In the winter of 1918-1919, a small group of experimental educators and other interested parties began to meet at the Washington home of Mrs Laura C. Williams to form what would become the Association for the Advancement of Progressive Education. The group quickly set about the task of drafting seven guiding principles that would appear in each volume of the Association’s journal from 1924 through to 1929. They are:
Freedom to Develop Naturally
Interest the Motive of All Work
The Teacher a Guide, Not a Task-Master
Scientific Study of Pupil Development
Greater Attention to All That Affects the Child’s Physical Development
Co-operation Between School and Home to Meet the Needs to Child-Life
The Progressive School a Leader in Educational Movements
Expanding on these principles, the authors claim:
“The conduct of the pupil should be self-governed…
Progressive teachers will encourage the use of all the senses, training the pupils in both observation and judgement; and instead of hearing recitations only, will spend most of the time teaching how to use various sources of information, including life activities as well as books… Teachers will inspire a desire for knowledge, and will serve as guides in the investigations undertaken, rather than as task-masters…
School records should not be confined to the marks given by teachers… Such records should be used as a guide for the treatment of each pupil, and should also serve to focus the attention of the teacher on the all-important work of development, rather than on simply teaching subject matter.”
Does any of that sound familiar? I suggest that anyone trained as a teacher today in the English-speaking world will recognise these principles, even if some seem strangely worded to a contemporary reader. And yet the Association for the Advancement of Progressive Education (later to become simply the Progressive Education Association) was already drawing on a long tradition.
It is easy to forget that for much of the last two thousand years, children in the West were viewed as being born into original sin. They were certainly not thought capable of being ‘self-governed’. That view began to change within social elites during the enlightenment and, more determinedly, the romantic movement that followed. We can trace this thinking at least as far back as Rousseau and his book, Emile, which dealt with the subject of how to educate the eponymous hero, free from the corrupting influence of a degraded world.
Another thread leads back to the philosopher, Herbert Spencer, and his racist view that, just as societies historically progress from the savage to the civilised, so too must the education of individual children recapitulate this process.
To be fair to the group who gathered in Washington, their principles also called for clean, well-ventilated buildings and adequate playgrounds, and the progressive education movement has been instrumental in abolishing physical punishment, the absence of which we take for granted now but that was never obvious or inevitable and perhaps would not have occurred without the intervention of these undoubtedly well-meaning activists.
Are you wondering why the Association stopped publishing their principles? According to Lawrence Cremin in The Transformation of the School, the members had become increasingly concerned with being identified with a definable pedagogical position. Why? Well, it is hard to know the real reason from this distance, but the fact that the methods most closely associated with the progressivist philosophy do not work very well may have been a part of it. Indeed, John Dewey, the enigmatic Gandalf of progressive education personally progressed from serving as a president of the Association to writing, in Experience and Education, of his concerns about its excesses.

Extracted records
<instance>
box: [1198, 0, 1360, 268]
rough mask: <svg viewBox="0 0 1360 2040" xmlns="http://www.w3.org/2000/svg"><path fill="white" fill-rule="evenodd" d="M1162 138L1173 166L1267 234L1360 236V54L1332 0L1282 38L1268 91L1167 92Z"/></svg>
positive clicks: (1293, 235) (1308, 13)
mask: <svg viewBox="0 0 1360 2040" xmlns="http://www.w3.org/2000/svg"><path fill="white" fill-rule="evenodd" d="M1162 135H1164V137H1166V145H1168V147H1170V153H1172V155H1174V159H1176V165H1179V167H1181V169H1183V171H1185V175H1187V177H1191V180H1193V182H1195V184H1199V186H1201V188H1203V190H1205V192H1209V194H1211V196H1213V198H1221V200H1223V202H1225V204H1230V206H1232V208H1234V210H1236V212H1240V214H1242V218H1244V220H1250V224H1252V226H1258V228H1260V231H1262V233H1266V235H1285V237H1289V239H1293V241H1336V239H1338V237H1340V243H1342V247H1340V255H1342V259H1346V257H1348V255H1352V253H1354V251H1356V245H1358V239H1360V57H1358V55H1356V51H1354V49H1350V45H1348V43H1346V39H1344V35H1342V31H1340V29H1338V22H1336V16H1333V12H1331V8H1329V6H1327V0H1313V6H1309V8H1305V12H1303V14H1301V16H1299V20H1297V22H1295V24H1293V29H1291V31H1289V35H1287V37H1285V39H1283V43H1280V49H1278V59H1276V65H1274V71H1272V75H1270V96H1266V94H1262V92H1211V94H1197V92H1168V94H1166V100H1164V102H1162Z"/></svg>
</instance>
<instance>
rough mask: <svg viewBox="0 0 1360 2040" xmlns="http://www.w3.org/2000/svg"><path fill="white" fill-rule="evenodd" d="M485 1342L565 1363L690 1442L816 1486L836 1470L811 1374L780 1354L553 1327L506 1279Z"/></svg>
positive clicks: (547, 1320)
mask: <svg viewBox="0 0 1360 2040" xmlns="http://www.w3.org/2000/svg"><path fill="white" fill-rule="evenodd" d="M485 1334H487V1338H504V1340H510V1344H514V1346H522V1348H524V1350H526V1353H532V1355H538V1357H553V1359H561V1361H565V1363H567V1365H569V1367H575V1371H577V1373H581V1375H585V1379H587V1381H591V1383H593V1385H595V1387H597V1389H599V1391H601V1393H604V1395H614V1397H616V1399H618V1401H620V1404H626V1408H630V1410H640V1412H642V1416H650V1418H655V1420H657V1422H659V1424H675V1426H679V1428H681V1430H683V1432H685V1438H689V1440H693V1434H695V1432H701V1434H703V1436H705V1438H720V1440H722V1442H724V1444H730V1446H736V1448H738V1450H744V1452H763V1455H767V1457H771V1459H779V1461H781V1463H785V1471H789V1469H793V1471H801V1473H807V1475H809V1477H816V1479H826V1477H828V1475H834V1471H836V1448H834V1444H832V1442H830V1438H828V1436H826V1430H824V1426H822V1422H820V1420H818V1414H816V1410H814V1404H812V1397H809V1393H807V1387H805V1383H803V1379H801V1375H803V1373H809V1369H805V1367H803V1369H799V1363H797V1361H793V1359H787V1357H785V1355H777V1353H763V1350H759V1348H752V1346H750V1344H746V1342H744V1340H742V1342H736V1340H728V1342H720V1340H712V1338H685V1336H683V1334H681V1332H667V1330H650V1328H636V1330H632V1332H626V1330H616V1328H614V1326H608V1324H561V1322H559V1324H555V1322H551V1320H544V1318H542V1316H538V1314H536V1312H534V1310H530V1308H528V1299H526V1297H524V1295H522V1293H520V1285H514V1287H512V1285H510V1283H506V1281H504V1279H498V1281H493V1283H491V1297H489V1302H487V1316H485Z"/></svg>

Work request 1
Answer these questions from the text on progressive education:
(a) At whose Washington home did the group first meet?
(b) In which years did the seven guiding principles appear in the Association's journal?
(c) Which book by John Dewey does the text name?
Work request 2
Transcribe the text on progressive education from "Does any of" up to and including "a long tradition.".
Work request 3
Go on with the text on progressive education from its last sentence.

Written answer 1
(a) Mrs Laura C. Williams
(b) From 1924 through 1929
(c) Experience and Education

Written answer 2
Does any of that sound familiar? I suggest that anyone trained as a teacher today in the English-speaking world will recognise these principles, even if some seem strangely worded to a contemporary reader. And yet the Association for the Advancement of Progressive Education (later to become simply the Progressive Education Association) was already drawing on a long tradition.

Written answer 3
Why is any of this important today? Unfortunately, the truths that began to dawn on John Dewey in 1938 have yet to become universally acknowledged. The beautiful lie that with the help of a genial guide, self-directed learners can experience the complexity of the world and naturally develop the highly unnatural and technical capacities that will enable them to successfully and rewardingly navigate modern life is as seductive as ever.
We see the philosophy of progressive education underpinning contemporary approaches such as problem-based learning and inquiry learning. The Australian Curriculum, Assessment and Reporting Authority have even attempted to bake these teaching methods into their draft version of a new Australian Curriculum. Thankfully, these efforts have met with some resistance, but they do highlight that progressivism is simply the water educationalists, both academic and bureaucratic, swim in (recall the Association’s principle number seven). And as the wheel turns, we will again be told that progressive education does not exist and that it cannot be defined (because definitions are inconvenient).
Just as you don’t have to have heard of Edmund Burke to be political conservative, you don’t have to have heard of Rousseau, Dewey or Spencer to be an educational progressivist. Ideas permeate through the education system. A concept that someone once invented becomes a spoken assumption, then a tacit assumption, then just the way it is.
Despite the call to ‘progress’ - and who could argue with progress? - educational progressivism now represents a step backwards. They did not know in 1919 what we know now and so they can be forgiven their mistakes.
History will look less kindly on us.
My secondary school in Australia is just climbing out of a lost decade because we had poor leadership which fell for all the student-centered inquiry based learning bullshit that was in the ether as you said. We have an inspiring Aboriginal leader by the name of Noel Pearson, who has been scathing about this sort of thing for several years now, pointing out that it is the last thing his people need and he has led the way in demonstrating that explicit instruction and the teaching of phonics has the evidence behind it, especially for the people on the bottom of the socioeconomic ladder, the supposed beneficiaries of all the progressive nonsense.
Excellent post. A favorite quote on Dewey comes from Richard Hofstadter's Anti-Intellectualism in American Life (1964): "In his last significant statement on education (1952), Dewey reminded progressive educators, once again and for the last time, that its the right method of training which forms the character of teachers and not the subject matter or the rules they are taught. Pursue the right methods, and a democratic society might yet be created; follow the ‘authoritarian principle’ and education will be fit only to ‘pervert and destroy the foundations of a democratic society.’ And so the quest for a method of institutionalizing the proper anti-institutional methods goes on.”
Richard Hofstadter, Anti-Intellectualism in American Life (1964)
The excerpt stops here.